BEGIN INPUT DATA

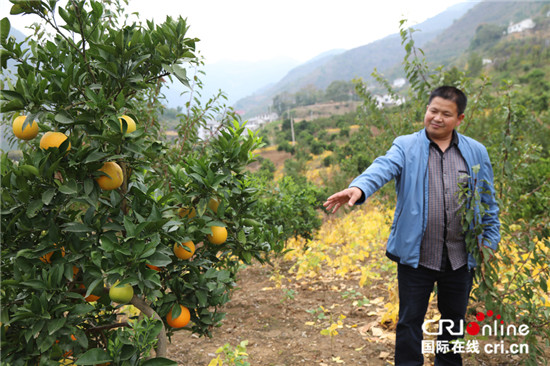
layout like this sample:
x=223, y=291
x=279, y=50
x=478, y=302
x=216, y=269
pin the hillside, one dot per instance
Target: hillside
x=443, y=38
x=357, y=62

END INPUT DATA
BEGIN INPUT DATA

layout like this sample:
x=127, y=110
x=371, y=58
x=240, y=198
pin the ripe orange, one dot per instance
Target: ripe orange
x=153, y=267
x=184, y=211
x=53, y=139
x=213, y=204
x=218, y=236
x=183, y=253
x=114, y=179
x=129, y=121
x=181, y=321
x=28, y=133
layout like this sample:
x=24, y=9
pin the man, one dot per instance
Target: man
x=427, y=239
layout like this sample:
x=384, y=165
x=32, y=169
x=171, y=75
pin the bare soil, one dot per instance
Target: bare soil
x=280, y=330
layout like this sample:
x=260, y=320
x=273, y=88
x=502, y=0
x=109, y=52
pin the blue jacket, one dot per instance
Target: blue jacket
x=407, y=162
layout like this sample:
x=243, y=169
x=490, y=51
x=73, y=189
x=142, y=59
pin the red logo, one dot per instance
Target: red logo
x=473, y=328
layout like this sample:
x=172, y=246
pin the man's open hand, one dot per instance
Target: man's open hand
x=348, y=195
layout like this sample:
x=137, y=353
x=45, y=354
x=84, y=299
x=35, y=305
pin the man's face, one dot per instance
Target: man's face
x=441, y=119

END INPUT DATA

Only lines with the word "instance" are needed. Copy them from the preceding records.

pin the hillside, one dot per instance
pin the ripe orange, one dot per instance
pin the man, one dot per instance
pin the bare soil, one dot per instance
pin the blue jacket, one dot per instance
pin the red logo, one dot per instance
pin the man's open hand, one dot per instance
pin the man's face, one dot per instance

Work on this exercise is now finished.